_Your objective_. Reproduce the whole listing, character for character.
— START Supplied material —
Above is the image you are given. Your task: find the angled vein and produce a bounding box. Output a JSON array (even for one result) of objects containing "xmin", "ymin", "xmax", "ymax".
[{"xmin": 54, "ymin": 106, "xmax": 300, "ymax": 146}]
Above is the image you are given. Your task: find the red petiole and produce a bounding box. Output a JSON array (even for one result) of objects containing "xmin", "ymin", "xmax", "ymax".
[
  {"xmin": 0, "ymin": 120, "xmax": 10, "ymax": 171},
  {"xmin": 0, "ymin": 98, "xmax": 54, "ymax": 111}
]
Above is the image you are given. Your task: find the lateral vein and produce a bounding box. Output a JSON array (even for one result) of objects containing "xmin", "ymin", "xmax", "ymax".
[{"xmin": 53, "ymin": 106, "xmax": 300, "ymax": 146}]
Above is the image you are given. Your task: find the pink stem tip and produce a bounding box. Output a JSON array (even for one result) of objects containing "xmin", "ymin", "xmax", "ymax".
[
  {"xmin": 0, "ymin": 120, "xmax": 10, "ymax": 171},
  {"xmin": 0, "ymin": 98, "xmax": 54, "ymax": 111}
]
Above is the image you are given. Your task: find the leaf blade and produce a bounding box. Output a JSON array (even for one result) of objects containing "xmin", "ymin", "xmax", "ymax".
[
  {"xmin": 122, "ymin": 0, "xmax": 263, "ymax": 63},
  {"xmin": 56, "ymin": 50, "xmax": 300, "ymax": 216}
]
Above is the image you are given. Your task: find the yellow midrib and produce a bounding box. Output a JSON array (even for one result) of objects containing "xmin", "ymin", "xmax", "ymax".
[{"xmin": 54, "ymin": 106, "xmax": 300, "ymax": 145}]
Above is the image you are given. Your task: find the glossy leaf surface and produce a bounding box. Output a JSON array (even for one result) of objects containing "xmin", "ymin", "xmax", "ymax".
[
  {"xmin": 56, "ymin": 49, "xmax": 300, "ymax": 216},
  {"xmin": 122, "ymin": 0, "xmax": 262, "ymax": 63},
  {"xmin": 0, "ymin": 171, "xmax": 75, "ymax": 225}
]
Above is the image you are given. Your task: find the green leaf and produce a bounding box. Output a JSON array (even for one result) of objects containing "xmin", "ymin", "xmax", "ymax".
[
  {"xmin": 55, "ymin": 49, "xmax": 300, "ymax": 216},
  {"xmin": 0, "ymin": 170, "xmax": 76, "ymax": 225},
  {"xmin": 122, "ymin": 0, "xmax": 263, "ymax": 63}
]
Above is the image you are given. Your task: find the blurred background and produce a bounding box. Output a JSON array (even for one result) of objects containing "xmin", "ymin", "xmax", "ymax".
— END Supplied material —
_Answer for the task_.
Above is the image you are given. Your task: find the angled vein and produce a bounding box. Output a JSON array (even for one result) of objects containing "xmin", "ymin", "xmax", "ymax".
[{"xmin": 54, "ymin": 106, "xmax": 300, "ymax": 146}]
Above is the image you are given. Your task: find the red petiole and produce a bounding box. Output a JSON array (even for one result) of objects containing "xmin", "ymin", "xmax", "ymax".
[
  {"xmin": 0, "ymin": 120, "xmax": 10, "ymax": 171},
  {"xmin": 0, "ymin": 98, "xmax": 54, "ymax": 111}
]
Above is the image you are given. Your task: find the lateral vein and produce a bounding box. Output a JSON array (even for one result) of objects containing "xmin", "ymin", "xmax", "ymax".
[{"xmin": 53, "ymin": 106, "xmax": 300, "ymax": 146}]
Above is the image you are given. Your task: find the pink stem tip and produce a bounding box. Output a JSON array (even for one result) of objects containing "xmin", "ymin", "xmax", "ymax".
[
  {"xmin": 0, "ymin": 120, "xmax": 10, "ymax": 171},
  {"xmin": 0, "ymin": 98, "xmax": 54, "ymax": 111}
]
Above is the image you are given. Your task: find the leaf blade and produce a bounding box. Output a JSON array (even for one result) of objects containing "xmin", "ymin", "xmax", "ymax".
[
  {"xmin": 122, "ymin": 0, "xmax": 263, "ymax": 63},
  {"xmin": 56, "ymin": 50, "xmax": 300, "ymax": 216}
]
Above is the image you are given. Your task: find the yellow midrib and produce a bounding box. Output a JSON array (even for one result) of objects containing "xmin", "ymin", "xmax", "ymax".
[{"xmin": 54, "ymin": 106, "xmax": 300, "ymax": 145}]
Above is the image you are given. Your task: find the glossy leaf surface and produce a bounding box. Output a JSON array (even for one result) of objects containing "xmin", "ymin", "xmax", "ymax".
[
  {"xmin": 56, "ymin": 49, "xmax": 300, "ymax": 216},
  {"xmin": 122, "ymin": 0, "xmax": 262, "ymax": 63},
  {"xmin": 0, "ymin": 171, "xmax": 75, "ymax": 225}
]
Above is the image you are given. Your task: find the green leaf and produce a bounding box. Output a JSON array (even for one result) of objects containing "xmin", "ymin", "xmax", "ymax".
[
  {"xmin": 55, "ymin": 49, "xmax": 300, "ymax": 216},
  {"xmin": 0, "ymin": 170, "xmax": 76, "ymax": 225},
  {"xmin": 122, "ymin": 0, "xmax": 263, "ymax": 63}
]
Above is the image you are given. Your task: find the blurred background and produce a bounding box. Output a JSON array (even for one result) of objects containing "xmin", "ymin", "xmax", "ymax".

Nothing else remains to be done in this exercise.